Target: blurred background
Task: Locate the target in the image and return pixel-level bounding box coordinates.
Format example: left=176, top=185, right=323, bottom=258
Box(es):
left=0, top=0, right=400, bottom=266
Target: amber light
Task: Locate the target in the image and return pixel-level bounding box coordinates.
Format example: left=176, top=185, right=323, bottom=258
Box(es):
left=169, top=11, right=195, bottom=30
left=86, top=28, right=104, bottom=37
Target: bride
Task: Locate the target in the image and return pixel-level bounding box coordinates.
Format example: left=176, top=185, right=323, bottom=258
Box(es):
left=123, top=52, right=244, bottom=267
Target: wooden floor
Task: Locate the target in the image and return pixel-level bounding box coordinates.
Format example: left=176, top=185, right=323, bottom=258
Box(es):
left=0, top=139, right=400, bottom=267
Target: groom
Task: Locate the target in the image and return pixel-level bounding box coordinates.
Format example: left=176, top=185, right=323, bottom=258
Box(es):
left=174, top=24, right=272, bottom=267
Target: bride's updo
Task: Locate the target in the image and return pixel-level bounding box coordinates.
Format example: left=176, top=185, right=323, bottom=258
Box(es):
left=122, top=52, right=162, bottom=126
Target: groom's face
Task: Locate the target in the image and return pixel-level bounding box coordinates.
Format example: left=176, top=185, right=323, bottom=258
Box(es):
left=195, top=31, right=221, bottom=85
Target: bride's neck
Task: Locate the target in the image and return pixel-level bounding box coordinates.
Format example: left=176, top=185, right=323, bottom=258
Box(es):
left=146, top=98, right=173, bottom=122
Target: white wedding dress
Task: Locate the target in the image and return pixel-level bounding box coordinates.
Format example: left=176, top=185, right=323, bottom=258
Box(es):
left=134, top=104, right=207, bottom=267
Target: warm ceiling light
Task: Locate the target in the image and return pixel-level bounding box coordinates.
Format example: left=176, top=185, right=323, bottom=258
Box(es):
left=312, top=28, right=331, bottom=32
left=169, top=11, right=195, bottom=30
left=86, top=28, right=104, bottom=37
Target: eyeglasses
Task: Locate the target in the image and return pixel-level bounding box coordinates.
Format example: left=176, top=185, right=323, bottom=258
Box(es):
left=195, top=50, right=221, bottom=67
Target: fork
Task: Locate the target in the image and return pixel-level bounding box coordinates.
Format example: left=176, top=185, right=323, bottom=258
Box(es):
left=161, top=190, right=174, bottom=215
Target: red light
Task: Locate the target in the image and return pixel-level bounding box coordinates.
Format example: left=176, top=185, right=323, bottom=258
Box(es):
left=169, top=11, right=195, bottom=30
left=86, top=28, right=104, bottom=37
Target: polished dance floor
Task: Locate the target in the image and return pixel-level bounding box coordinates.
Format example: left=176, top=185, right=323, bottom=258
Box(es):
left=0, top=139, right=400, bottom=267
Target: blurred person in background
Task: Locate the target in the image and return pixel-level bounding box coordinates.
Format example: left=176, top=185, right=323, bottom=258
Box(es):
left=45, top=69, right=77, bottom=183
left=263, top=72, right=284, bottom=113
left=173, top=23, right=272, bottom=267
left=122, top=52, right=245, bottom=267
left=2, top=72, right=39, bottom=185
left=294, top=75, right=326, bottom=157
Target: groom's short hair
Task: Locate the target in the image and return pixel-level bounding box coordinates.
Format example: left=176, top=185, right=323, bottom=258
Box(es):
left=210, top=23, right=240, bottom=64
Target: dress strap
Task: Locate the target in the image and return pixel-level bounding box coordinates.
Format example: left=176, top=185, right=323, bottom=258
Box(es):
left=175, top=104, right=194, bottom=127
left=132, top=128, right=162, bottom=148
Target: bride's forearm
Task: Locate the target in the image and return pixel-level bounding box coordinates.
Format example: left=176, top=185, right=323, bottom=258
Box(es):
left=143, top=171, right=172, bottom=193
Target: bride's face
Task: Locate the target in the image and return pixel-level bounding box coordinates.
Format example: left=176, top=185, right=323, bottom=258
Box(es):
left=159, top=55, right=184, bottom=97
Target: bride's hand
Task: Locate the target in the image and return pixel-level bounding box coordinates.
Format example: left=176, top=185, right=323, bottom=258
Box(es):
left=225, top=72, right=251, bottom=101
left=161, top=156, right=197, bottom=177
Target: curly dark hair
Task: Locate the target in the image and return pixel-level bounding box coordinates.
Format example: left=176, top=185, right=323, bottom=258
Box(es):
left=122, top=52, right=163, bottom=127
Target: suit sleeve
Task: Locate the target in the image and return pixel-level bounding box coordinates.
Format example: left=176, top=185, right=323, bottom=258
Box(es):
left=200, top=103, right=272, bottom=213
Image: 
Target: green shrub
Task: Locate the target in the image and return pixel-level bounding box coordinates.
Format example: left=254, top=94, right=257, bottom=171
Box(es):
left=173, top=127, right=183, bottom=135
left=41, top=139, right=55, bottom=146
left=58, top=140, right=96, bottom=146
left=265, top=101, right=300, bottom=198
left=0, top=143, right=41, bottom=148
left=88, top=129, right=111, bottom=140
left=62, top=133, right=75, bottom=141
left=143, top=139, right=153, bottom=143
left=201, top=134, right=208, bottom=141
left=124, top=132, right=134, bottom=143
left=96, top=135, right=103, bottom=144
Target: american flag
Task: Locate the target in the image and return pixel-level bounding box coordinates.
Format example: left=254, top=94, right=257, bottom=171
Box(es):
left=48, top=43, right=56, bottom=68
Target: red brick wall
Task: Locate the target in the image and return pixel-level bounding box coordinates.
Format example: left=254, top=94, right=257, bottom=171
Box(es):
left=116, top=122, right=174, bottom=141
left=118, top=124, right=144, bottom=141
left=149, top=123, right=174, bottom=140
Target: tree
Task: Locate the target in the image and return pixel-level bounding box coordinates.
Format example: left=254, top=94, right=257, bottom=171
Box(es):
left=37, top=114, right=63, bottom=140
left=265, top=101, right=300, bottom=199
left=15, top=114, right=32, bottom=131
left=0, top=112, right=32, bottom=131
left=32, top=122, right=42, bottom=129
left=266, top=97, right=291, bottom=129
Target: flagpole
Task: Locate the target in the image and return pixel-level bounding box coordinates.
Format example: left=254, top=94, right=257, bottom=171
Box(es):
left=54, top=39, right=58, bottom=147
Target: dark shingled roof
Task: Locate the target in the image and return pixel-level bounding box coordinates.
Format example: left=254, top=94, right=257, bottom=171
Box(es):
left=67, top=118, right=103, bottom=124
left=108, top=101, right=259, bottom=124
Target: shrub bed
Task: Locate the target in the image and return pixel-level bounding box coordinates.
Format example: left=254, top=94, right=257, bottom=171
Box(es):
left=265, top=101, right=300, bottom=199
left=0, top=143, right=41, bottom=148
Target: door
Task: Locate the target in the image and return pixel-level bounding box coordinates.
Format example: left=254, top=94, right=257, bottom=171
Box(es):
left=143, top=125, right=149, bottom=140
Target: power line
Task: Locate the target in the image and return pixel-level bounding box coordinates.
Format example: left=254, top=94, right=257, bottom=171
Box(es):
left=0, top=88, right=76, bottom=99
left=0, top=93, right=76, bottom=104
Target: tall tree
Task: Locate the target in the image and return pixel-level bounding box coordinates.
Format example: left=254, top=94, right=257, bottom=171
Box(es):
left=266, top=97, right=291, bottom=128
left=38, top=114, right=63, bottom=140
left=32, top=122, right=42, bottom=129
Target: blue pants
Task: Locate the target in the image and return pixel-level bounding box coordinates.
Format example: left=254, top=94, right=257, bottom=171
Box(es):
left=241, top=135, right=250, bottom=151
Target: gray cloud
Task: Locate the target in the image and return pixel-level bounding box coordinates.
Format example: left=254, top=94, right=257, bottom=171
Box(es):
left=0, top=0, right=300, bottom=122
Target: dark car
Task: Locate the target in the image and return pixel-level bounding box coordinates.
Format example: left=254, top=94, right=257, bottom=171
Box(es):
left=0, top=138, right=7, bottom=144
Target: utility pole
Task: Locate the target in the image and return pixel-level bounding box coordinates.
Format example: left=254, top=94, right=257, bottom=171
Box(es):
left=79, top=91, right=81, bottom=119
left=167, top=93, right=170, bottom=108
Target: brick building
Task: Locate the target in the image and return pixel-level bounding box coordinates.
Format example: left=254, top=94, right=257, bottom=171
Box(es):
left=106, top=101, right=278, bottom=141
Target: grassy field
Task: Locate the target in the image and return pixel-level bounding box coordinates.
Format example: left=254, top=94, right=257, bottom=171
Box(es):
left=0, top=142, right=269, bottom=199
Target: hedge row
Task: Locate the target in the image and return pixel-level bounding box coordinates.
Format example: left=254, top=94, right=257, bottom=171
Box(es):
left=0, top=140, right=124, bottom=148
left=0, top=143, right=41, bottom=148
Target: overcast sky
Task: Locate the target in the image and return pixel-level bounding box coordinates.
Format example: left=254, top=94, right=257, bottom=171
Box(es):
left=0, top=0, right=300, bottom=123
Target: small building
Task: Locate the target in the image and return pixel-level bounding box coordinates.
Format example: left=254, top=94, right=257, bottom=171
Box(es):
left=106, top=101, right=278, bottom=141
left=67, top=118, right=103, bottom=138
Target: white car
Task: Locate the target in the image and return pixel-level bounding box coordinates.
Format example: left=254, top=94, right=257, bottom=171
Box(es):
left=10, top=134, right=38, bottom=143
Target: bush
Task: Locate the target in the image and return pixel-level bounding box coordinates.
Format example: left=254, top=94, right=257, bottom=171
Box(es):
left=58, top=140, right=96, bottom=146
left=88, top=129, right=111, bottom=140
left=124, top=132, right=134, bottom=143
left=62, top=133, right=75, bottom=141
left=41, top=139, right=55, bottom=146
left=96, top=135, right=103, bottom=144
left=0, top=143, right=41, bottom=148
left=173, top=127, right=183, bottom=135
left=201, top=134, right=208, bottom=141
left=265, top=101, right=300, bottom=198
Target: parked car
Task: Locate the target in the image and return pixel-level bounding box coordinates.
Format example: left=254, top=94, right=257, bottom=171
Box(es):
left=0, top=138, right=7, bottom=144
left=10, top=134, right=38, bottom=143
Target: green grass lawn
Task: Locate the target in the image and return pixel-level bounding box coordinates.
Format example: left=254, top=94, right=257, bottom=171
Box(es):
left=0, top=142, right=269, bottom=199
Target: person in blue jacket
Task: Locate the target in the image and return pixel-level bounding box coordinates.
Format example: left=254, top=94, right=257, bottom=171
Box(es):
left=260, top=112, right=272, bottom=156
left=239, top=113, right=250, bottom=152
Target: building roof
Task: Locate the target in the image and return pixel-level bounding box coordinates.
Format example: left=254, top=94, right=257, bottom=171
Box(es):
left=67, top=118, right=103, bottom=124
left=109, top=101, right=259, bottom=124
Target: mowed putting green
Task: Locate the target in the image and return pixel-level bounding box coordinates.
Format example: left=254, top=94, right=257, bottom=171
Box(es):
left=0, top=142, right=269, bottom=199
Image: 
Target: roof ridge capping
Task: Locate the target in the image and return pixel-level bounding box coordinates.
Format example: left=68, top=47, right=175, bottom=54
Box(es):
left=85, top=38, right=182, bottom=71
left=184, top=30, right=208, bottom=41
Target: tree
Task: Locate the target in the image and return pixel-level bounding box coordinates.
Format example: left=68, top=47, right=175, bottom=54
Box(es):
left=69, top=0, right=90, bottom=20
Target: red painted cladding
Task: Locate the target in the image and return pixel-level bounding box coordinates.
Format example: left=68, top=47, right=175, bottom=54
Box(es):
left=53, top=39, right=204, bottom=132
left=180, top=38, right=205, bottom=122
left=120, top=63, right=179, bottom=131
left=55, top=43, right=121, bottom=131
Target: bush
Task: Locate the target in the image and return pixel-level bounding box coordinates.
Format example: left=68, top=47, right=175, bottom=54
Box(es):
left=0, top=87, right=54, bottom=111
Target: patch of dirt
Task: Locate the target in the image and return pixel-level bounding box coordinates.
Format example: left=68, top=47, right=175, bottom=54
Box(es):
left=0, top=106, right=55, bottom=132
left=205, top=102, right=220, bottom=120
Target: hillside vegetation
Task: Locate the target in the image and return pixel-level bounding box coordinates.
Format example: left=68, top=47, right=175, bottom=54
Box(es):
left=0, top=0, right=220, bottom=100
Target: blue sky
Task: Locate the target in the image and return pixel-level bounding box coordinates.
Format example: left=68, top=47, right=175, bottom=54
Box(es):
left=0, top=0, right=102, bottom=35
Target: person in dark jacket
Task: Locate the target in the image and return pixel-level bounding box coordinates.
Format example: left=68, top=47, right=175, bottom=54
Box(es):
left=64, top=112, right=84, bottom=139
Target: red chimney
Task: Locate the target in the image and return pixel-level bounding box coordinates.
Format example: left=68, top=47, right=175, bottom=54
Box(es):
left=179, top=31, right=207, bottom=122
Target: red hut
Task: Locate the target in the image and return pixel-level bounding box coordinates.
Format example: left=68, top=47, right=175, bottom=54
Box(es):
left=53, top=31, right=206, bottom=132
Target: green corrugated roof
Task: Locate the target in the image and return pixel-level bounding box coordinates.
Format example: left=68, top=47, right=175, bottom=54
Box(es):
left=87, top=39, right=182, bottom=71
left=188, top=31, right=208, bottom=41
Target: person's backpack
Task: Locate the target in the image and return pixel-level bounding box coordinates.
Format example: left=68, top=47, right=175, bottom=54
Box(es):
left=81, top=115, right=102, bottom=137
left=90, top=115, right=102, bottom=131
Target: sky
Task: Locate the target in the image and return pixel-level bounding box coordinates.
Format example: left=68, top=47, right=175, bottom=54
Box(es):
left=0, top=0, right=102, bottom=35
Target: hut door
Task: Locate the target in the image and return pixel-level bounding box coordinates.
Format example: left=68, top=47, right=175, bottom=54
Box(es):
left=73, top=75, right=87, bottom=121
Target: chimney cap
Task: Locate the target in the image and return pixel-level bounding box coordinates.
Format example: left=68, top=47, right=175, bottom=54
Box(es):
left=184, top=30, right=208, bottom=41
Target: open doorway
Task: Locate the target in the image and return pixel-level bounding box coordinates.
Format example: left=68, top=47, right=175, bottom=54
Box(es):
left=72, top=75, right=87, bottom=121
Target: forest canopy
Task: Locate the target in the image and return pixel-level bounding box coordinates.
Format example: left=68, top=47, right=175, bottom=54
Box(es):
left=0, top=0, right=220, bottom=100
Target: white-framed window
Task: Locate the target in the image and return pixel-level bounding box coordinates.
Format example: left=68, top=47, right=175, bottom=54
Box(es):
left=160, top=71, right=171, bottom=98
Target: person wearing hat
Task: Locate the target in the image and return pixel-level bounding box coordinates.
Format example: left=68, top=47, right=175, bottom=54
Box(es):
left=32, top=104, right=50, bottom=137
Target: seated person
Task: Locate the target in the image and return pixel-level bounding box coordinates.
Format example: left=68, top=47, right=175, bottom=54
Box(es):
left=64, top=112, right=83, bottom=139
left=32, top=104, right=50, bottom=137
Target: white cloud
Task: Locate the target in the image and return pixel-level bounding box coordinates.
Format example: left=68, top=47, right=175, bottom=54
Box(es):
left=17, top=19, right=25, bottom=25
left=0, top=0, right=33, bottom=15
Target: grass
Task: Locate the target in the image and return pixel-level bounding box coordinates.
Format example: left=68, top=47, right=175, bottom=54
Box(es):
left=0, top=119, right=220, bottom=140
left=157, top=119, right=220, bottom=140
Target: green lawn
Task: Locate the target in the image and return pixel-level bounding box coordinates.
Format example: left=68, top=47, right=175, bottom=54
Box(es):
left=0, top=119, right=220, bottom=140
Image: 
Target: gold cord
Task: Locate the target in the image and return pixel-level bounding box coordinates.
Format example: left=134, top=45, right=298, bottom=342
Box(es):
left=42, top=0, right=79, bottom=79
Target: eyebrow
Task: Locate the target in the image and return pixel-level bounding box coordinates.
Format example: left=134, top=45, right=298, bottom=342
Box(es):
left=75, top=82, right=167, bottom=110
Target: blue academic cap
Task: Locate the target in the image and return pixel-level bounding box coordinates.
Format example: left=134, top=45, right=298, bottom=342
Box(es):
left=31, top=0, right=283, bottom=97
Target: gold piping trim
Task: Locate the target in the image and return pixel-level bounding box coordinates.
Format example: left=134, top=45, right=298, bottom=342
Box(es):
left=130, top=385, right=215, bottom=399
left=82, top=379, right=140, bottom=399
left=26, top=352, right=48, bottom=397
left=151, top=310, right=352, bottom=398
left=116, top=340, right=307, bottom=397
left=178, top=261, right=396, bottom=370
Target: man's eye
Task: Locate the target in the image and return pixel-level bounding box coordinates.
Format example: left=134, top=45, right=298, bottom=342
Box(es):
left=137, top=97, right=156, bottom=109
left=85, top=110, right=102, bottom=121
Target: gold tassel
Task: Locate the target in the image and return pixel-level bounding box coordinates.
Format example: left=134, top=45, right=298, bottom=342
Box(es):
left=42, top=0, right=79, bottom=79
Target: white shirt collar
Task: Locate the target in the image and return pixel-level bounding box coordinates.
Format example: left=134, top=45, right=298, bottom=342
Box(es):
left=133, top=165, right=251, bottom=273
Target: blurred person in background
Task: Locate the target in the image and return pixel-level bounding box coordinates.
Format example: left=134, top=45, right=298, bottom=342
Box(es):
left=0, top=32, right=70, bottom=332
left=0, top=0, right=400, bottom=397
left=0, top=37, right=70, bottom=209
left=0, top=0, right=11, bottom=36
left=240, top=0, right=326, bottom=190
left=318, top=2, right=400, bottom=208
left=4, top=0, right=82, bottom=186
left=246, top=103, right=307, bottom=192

++++++

| Problem details |
Reproduce the lines between the one holding "Target: person wearing hat" and the one holding "left=178, top=261, right=396, bottom=370", inclusive.

| Final result |
Target: person wearing hat
Task: Locate the target in the image and return pixel-level bounding box coordinates.
Format example: left=68, top=47, right=175, bottom=54
Box(es):
left=32, top=104, right=50, bottom=137
Target: seated person
Task: Locate the target in the image and return pixel-level bounding box coordinates.
Format example: left=68, top=47, right=175, bottom=54
Box(es):
left=64, top=112, right=83, bottom=139
left=32, top=104, right=50, bottom=137
Target: white cloud
Task: Locate the target in the image and return pixel-level bounding box coordinates.
Format example: left=68, top=47, right=175, bottom=54
Box(es):
left=17, top=19, right=25, bottom=25
left=0, top=0, right=33, bottom=15
Target: grass
Task: Locate the target in the image and return pixel-level bounding box coordinates.
Format example: left=68, top=47, right=175, bottom=54
Box(es):
left=0, top=119, right=220, bottom=140
left=157, top=119, right=220, bottom=140
Target: green lawn
Task: Locate the target in the image and return pixel-level bounding box coordinates.
Format example: left=68, top=47, right=175, bottom=54
Box(es):
left=0, top=119, right=220, bottom=140
Image: 
Target: gold cord
Task: Locate the target in the image and return pixel-level bounding box coordinates.
Format example: left=134, top=45, right=298, bottom=342
Box(es):
left=42, top=0, right=79, bottom=79
Target: eyebrow
Task: Locate the target in the image and return pixel-level bounding box coordinates.
Format example: left=134, top=45, right=298, bottom=342
Box(es):
left=75, top=82, right=167, bottom=110
Target: blue academic cap
Task: Locate the target in the image and return pixel-level bounding box coordinates.
Format example: left=134, top=45, right=298, bottom=342
Box(es):
left=31, top=0, right=283, bottom=97
Target: gold piping trim
Task: Locate the target in the image and return pixel-level bounding box coordinates.
Format example: left=134, top=45, right=298, bottom=342
Box(es):
left=130, top=385, right=215, bottom=399
left=82, top=379, right=140, bottom=399
left=26, top=352, right=48, bottom=397
left=151, top=310, right=352, bottom=398
left=116, top=340, right=307, bottom=397
left=178, top=261, right=396, bottom=370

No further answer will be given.